**YOUR ASSIGNMENT**
Only the text of the records belongs in the answer, copied exactly, with every picture omitted.

**RECORDED INFORMATION**
------------

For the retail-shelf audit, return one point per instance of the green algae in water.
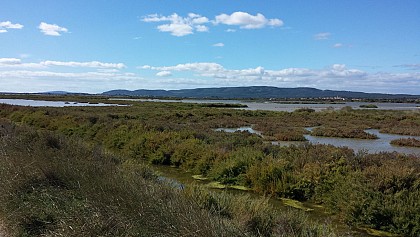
(295, 204)
(218, 185)
(374, 232)
(199, 177)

------------

**RESPONSE BOX**
For the retail-shelf audit, return one point per instance of the green algae in water.
(295, 204)
(218, 185)
(374, 232)
(199, 177)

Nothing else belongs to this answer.